* TASKS TO CARRY OUT *
A) Retype the stretch of the private credit market commentary from "Volume for the quarter was" through "issues rated BBB.".
B) Pick up the private credit market commentary after its last sentence and keep writing it.

* SELECTED EXTRACT *
Market 

Estimated U.S. investment grade private credit (IGPC) volume for the first quarter of 2021 was $17.8 billion, based on 69 reported transactions. This represented a more than 60% increase from 1Q20 volume of $11 billion, which was significantly curtailed by the onset of the coronavirus pandemic. 

Volume for the quarter was driven predominately by non-bank financial issuers, including REITs. Non-bank financials accounted for over 50% of the reported volume, as issuers such as alternative asset managers and investment funds continued to tap liquidity in the private markets. Volume for the quarter also saw a continuation of the ongoing trend in favor of higher quality USD issuers. North American issuers accounted for almost 75% of volume in 1Q21 (v.s 50% in 1Q20), while issuers of USD accounted for 85% of the total. The bias in favor of A rated issues (NAIC-1) moderated somewhat in 1Q21, as issues rated BBB or better (NAIC-2) accounted for 58% of the volume, compared to about 50% in 2020. Historically, the private market’s long-term average has been around 60-65% in favor of issues rated BBB. 

With respect to pricing, private credit spreads – along with the public market – continued to tighten in 1Q21 from the peaks experienced in March and April of 2020. In many cases, spreads are close to or inside pre-Covid levels, but with higher Treasury rates and overall yields that are higher than pre-crisis levels. Spread tightening in the private market generally followed the public bond market, but private spreads maintained a solid premium to publics in 1Q21.

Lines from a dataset
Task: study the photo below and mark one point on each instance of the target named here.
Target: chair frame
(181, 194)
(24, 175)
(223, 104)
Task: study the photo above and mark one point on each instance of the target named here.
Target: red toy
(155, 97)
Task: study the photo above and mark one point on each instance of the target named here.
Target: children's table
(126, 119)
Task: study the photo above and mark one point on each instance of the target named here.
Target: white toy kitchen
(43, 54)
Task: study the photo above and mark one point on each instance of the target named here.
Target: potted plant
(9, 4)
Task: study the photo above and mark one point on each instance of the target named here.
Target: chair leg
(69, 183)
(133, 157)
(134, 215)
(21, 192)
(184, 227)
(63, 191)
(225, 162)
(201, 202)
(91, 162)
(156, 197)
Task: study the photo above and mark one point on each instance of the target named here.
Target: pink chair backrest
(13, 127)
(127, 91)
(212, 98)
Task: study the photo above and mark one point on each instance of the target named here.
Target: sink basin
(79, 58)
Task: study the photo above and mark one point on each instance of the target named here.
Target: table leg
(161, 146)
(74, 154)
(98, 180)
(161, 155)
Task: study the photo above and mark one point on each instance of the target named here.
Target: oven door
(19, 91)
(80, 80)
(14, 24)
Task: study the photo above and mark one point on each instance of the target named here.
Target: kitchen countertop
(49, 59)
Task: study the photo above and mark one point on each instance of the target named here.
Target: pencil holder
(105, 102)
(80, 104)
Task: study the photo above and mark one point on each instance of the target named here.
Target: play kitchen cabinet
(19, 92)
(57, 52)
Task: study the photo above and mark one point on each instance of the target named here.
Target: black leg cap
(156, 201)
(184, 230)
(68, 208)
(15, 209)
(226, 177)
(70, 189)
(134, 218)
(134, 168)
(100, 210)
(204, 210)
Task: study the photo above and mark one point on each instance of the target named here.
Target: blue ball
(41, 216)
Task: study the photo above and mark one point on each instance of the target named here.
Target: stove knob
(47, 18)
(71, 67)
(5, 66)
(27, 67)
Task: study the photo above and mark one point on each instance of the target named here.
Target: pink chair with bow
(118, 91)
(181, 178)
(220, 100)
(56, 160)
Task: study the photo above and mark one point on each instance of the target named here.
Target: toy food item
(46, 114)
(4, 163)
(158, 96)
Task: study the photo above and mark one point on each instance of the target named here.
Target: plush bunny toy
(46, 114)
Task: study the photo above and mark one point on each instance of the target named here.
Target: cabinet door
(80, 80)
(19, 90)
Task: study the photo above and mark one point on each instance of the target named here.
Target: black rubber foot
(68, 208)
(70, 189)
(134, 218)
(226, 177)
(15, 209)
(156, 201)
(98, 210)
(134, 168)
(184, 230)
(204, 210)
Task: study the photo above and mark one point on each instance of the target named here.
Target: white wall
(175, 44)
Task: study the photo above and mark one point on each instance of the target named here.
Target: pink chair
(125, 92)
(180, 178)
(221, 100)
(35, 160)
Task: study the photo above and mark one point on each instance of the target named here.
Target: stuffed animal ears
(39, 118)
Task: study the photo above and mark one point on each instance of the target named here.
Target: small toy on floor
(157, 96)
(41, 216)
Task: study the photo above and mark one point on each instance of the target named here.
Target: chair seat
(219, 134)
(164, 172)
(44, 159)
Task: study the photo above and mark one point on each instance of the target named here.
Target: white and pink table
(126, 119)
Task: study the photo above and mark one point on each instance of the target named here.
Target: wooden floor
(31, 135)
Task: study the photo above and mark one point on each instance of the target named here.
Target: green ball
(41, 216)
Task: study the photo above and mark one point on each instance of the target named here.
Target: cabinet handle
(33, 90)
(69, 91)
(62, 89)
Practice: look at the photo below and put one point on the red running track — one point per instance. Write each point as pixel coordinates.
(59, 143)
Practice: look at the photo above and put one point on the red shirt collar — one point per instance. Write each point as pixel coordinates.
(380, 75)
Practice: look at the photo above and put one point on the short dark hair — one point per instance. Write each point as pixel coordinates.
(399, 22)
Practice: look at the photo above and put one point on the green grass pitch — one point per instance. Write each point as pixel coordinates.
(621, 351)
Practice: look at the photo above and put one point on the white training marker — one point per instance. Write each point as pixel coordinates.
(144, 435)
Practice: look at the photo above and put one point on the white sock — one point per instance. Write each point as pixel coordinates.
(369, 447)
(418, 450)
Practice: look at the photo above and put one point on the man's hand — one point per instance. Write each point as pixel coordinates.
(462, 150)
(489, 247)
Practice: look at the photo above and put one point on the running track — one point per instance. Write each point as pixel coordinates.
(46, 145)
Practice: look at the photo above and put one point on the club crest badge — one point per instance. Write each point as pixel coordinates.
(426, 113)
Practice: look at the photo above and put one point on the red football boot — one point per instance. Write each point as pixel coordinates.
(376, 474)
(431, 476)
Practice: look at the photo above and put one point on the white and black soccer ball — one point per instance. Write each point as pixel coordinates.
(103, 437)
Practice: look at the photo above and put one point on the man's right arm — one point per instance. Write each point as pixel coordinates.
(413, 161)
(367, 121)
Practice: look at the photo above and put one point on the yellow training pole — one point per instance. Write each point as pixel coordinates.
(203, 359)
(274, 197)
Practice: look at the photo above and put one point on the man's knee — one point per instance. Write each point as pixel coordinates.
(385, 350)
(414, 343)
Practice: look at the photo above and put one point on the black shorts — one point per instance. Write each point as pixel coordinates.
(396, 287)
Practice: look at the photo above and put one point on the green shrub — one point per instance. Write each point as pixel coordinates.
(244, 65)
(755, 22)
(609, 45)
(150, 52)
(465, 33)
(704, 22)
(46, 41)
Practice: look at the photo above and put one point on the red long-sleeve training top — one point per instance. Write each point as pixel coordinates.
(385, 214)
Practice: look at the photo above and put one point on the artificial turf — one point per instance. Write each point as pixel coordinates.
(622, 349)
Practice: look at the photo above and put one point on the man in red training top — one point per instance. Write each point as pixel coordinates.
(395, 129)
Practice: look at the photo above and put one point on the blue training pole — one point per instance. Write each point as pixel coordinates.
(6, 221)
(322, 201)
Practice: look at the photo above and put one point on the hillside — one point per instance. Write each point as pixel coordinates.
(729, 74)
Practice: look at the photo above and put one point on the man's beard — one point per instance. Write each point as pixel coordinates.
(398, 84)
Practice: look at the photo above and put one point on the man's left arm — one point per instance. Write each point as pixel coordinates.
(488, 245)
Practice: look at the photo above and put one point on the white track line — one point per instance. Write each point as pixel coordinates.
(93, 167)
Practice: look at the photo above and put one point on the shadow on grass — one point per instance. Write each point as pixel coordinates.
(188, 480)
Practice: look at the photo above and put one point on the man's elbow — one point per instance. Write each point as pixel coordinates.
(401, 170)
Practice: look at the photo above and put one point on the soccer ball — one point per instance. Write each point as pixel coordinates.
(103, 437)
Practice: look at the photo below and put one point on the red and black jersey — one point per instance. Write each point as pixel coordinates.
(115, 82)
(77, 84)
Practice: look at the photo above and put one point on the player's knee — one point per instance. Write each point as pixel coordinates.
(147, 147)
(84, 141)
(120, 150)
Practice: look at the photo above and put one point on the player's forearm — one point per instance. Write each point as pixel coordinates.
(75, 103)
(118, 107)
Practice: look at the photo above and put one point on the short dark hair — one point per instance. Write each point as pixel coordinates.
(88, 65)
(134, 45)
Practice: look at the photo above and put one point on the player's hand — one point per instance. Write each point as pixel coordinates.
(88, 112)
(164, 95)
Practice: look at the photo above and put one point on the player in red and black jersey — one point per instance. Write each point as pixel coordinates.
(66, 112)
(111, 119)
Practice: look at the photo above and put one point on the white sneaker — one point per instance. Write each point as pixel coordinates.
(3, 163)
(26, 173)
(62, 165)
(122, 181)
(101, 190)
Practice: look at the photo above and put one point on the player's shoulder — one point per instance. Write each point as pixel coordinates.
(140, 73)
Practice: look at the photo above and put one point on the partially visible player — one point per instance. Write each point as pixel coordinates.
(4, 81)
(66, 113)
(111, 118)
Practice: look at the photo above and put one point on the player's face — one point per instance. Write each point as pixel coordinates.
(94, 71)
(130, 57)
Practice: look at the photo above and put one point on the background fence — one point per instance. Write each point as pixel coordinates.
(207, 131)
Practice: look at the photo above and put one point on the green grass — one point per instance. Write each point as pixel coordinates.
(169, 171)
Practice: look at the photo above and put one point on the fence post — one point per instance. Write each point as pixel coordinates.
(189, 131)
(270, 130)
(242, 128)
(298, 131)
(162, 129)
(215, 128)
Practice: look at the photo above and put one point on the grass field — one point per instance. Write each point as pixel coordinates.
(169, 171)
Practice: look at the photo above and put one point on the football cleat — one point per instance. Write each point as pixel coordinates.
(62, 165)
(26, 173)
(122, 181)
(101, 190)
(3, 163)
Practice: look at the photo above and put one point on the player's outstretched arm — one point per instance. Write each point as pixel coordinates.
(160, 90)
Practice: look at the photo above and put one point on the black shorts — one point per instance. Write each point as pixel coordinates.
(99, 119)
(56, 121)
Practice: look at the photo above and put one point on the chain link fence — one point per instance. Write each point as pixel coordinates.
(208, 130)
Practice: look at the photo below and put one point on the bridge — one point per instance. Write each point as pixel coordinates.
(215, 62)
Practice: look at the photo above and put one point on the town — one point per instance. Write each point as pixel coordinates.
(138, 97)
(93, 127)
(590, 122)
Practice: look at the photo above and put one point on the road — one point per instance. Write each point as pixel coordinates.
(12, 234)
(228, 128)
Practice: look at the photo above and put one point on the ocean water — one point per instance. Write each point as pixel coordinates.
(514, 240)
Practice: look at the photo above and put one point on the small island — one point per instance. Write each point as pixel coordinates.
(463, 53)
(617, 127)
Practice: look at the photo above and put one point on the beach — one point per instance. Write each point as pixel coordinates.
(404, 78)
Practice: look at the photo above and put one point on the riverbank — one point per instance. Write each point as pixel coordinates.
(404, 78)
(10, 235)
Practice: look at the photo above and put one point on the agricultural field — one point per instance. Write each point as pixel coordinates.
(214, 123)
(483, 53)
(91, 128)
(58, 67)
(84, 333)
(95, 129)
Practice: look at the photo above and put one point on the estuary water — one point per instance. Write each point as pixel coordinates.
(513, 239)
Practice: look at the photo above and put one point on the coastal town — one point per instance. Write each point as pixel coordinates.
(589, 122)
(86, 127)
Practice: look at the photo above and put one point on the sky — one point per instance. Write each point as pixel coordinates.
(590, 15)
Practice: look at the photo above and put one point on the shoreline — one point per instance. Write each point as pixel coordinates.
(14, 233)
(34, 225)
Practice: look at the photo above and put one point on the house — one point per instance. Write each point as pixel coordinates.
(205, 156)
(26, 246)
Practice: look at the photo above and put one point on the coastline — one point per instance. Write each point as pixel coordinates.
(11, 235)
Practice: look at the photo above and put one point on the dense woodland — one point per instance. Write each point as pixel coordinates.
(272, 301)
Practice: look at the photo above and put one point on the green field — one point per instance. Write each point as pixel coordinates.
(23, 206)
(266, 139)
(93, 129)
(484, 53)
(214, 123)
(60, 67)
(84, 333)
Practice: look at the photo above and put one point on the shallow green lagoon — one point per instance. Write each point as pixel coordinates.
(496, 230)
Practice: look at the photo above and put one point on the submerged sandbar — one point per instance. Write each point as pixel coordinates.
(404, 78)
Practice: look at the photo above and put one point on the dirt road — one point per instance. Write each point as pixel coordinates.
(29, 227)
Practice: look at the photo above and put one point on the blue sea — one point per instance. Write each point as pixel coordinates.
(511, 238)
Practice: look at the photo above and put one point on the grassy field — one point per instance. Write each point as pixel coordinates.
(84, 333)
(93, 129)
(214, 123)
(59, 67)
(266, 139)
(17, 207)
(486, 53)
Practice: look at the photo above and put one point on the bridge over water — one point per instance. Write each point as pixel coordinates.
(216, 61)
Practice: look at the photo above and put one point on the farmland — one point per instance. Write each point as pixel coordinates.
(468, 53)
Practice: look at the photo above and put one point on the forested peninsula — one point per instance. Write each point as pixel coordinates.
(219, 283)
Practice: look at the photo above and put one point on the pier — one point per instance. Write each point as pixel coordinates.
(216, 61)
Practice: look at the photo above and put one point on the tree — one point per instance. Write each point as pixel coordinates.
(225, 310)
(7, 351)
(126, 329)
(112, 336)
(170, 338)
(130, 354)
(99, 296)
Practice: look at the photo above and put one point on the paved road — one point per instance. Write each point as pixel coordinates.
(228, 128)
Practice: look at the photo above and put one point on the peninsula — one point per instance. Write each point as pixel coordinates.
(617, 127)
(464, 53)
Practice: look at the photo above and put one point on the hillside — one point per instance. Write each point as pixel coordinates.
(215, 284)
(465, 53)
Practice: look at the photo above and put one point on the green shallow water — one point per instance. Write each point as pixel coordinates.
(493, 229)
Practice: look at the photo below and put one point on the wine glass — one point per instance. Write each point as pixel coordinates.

* YOUR WRITTEN ANSWERS *
A)
Volume for the quarter was driven predominately by non-bank financial issuers, including REITs. Non-bank financials accounted for over 50% of the reported volume, as issuers such as alternative asset managers and investment funds continued to tap liquidity in the private markets. Volume for the quarter also saw a continuation of the ongoing trend in favor of higher quality USD issuers. North American issuers accounted for almost 75% of volume in 1Q21 (v.s 50% in 1Q20), while issuers of USD accounted for 85% of the total. The bias in favor of A rated issues (NAIC-1) moderated somewhat in 1Q21, as issues rated BBB or better (NAIC-2) accounted for 58% of the volume, compared to about 50% in 2020. Historically, the private market’s long-term average has been around 60-65% in favor of issues rated BBB.

B)
  1Q20 1Q21 yoy %chg
Total volume 11,049 17,881 62%
NAIC 1 3,931 7,533 92%
NAIC 2 7,069 10,178 44%
USD volume 8,656 15,127 75%
Non-USD volume 2,394 2,754 15%
North America 5,393 13,058 142%
Outside North America 5,657 4,823 -15%
Cross border 5,957 5,004 -16%
Delayed takedown 722 3,210 345%
# issuers  51 69 18

SLC Management

SLC Management activity through 1Q21 was strong, with just over $1 billion in USD equivalent transactions. The investments reflected a healthy mix of well-priced broadly marketed transactions and higher value club/proprietary transactions. SLC Management transactions averaged an 11-year weighted average life, an average UST equivalent spread of 226 bps. In terms of quality, the mix between A and BBB for the quarter was 51% and 49% respectively.

Outlook

Looking forward to Q2, we expect the rebound in U.S. economic activity to support continued issuance in the private market. While private spreads have generally tightened relative to publics, we at SLC Management continue to see the value of more bespoke opportunities with borrowers in sectors where we have a knowledge and sourcing or a relationship advantage.  

Q121 Avg WAL Avg rating Avg spread
Private placement market 12 yrs

42%: A

58%: BBB

194
SLC Management 11 yrs

51%: A

49%: BBB

226

SLC Management figures based on USD Fixed Rate Commitments

Source: Private placement market data is calculated internally based on external market data sourced from Private Placement Monitor 

Investment grade credit ratings of our private placements portfolio are based on a proprietary, internal credit rating methodology that was developed using both externally-purchased and internally developed models. This methodology is reviewed regularly. More details can be shared upon request. Although most U.S. dollar private placement investments have an external rating, for unrated deals, there is no guarantee that the same rating(s) would be assigned to portfolio asset(s) if they were independently rated by a major credit ratings organization.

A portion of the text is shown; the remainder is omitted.